- What to work on -
**a)** Pull out every line of the entries that contains the string "yellow". Case matters.
**b)** Continue the forum thread below about which inequalities hold for all values of x, starting after its final line.

═══ Given passage

Question

giving a medals!please help!

which of the folowing must be true for all values of x?
I.(X+1)^2 is greater than or equal to x^2
II.(x-2)^2 is greater than or equal to 0
III.x^2 +1 is greater than or equal to 2x

Answer 1

@jim_thompson5910 and @CrazyMad plz help

Answer 2

are you able to graph each expression?

Answer 3

this is a question on the psat so i don't think i will be able to use a graphing calculator.

Answer 4

what does (x+1)^2 expand to?

Answer 5

x^2 +2x +1,right?

Answer 6

it is the 2nd option as anything in side the ( ) will be turned positive once it is squared

Answer 7

correct

Answer 8

so

\[\Large (x+1)^2 \ge x^2\]

turns into

\[\Large x^2+2x+1 \ge x^2\]

Answer 9

mhmm.. i'm starting to get it

Answer 10

we can then subtract x^2 from both sides to get \[\Large 2x+1 \ge 0\]

Answer 11

what do you get once you solve for x?

Answer 12

x> or equal to -1/2

Answer 13

so \[\Large (x+1)^2 \ge x^2\] is only true if \[\Large x \ge -\frac{1}{2}\]

Answer 14

therefore, inequality I is not true for all real numbers

Answer 15

yes...

══════
═══ Rows

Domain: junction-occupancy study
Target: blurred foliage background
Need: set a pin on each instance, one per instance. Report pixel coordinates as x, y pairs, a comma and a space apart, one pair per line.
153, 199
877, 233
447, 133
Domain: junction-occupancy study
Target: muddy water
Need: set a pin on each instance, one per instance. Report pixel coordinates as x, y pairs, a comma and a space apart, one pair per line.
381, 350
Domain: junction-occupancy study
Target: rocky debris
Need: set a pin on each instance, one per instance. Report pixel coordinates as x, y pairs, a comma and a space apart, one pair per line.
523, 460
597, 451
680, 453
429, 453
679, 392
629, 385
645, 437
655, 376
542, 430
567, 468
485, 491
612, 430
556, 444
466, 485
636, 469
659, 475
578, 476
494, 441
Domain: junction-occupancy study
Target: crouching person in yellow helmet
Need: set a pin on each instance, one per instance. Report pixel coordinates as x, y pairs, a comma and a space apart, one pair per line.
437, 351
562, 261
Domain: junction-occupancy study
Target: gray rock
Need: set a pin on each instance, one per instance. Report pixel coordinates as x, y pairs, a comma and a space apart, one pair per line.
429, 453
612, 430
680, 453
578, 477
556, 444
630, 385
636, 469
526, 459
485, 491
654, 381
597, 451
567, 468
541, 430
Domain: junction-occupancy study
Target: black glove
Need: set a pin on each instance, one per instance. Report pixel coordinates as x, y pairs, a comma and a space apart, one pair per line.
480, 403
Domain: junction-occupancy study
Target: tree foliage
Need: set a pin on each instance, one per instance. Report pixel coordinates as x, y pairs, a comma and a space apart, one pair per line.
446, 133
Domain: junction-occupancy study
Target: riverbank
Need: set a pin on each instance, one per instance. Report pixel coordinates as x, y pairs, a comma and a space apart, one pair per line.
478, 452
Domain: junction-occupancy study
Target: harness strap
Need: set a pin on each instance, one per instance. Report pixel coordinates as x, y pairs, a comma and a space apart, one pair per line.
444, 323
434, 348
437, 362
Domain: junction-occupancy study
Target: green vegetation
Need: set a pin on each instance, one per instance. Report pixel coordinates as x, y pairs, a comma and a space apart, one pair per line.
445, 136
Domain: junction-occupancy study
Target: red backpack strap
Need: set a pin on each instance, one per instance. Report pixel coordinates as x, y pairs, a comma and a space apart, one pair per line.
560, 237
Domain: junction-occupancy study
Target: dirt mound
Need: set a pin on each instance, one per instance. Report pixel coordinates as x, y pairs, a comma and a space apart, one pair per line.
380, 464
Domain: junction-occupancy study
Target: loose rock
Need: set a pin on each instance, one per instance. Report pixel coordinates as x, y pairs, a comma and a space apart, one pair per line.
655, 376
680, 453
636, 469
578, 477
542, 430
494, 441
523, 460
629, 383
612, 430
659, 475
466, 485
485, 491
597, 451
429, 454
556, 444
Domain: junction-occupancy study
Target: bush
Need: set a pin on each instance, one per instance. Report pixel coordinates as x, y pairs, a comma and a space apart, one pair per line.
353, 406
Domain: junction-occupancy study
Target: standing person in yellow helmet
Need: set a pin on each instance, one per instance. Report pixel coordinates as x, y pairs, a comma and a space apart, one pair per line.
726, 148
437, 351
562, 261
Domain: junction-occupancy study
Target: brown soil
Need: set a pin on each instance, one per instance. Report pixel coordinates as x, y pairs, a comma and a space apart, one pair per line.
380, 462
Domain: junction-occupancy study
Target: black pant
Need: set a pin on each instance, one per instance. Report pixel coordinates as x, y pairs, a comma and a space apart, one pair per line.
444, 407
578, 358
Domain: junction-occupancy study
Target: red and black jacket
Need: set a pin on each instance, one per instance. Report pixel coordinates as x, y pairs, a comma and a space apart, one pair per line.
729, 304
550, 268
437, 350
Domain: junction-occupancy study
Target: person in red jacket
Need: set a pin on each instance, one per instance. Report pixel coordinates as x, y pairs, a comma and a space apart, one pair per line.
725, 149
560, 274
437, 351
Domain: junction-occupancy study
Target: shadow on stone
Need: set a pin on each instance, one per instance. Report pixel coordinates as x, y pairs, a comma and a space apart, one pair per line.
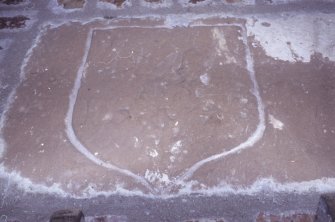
67, 216
326, 208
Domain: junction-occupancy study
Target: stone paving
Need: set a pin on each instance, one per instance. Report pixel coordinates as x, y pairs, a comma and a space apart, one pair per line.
163, 106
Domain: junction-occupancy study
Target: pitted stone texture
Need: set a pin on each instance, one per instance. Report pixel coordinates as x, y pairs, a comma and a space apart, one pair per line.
262, 217
71, 4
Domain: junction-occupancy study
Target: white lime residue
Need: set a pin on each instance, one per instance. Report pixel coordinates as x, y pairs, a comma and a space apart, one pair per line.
182, 20
157, 177
159, 4
205, 79
175, 148
295, 37
153, 153
2, 147
110, 6
277, 124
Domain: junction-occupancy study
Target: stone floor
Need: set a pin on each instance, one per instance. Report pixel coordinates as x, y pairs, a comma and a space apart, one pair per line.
104, 101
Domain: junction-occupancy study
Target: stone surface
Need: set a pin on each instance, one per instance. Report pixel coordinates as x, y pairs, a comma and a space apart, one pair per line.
326, 208
13, 22
71, 4
67, 215
285, 218
165, 112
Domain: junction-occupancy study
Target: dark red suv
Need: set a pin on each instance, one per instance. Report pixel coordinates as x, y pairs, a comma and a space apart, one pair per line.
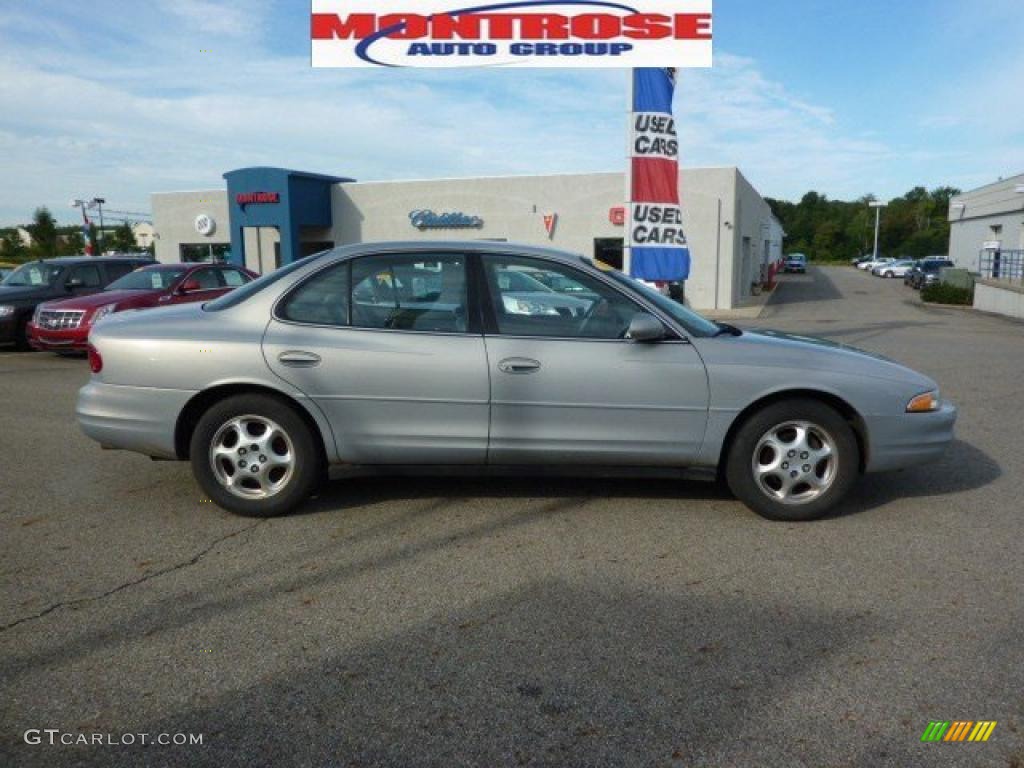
65, 325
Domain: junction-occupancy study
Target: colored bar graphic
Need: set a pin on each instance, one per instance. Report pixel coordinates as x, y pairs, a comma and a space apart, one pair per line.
958, 730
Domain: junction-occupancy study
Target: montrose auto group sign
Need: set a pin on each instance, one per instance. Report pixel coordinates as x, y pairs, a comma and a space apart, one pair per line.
523, 33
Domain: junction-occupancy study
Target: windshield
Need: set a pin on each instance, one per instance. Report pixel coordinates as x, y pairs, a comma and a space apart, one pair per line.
35, 273
241, 294
689, 320
147, 280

══════

- Written responses -
**a)**
Target: crouching person in yellow helmet
Target: standing person in yellow helmet

**b)**
Answer 16

ok...so do we do the same thing for all 3?

Answer 17

ii) Whenever you square a real number or a real function it is always greater than or equal to zero: { f(x) }^2 >= 0
Therefore \((x-2)^2 \ge 0\) (always).

Answer 18

agreed with aum on #2

squaring any real number will never result in a negative number

Answer 19

iii)\[
(x-1)^2 \ge 0 \\
x^2 - 2x + 1 \ge 0 \\
x^2 + 1 \ge 2x
\]

Answer 20

so how do i know which one is true for all real numbers?

Answer 21

ii) and iii)

Answer 22

and can u explain why 3 isn't correct,again?

Answer 23

\[\Large x^2 +1 \ge 2x\]

\[\Large x^2 + 1 - 2x\ge 0\]

\[\Large x^2 -2x + 1\ge 0\]

\[\Large (x-1)^2 \ge 0\]

Answer 24

(x-1)^2 is never negative, so it is either 0 or greater than 0

Answer 25

x2+1≥2x


x2+1−2x≥0


x2−2x+1≥0


(x−1)2≥0

Answer 26

oops...sorry,lol.

Answer 27

yeah it looks like you got it

Answer 28

haha:)
but, (x-1)^2 isn't even one of the options.

Answer 29

it looks like (x−1)2≥0 is trying to say \[\Large (x-1)^2 \ge 0\]

Answer 30

refresh the page if you get any crazy looking symbols

Answer 31

the thing is,(x-1)^2 isn't one of the 3 options i gave u,so where did it come from?

Answer 32

what are the options again?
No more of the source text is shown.